**TASK OBJECTIVE**
Print every line of the entries below verbatim, changing nothing.

**DATA TO USE**

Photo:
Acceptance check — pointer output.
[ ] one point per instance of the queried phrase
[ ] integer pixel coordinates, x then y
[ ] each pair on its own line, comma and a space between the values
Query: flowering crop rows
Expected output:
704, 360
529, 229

**PROBLEM SOLUTION**
Photo:
Acceptance check — pointer output.
[ ] one point per instance of the queried phrase
[ ] integer pixel coordinates, x then y
[ ] each pair on its own line, comma and a space between the values
Query: flowering crop rows
Expected output:
704, 360
529, 229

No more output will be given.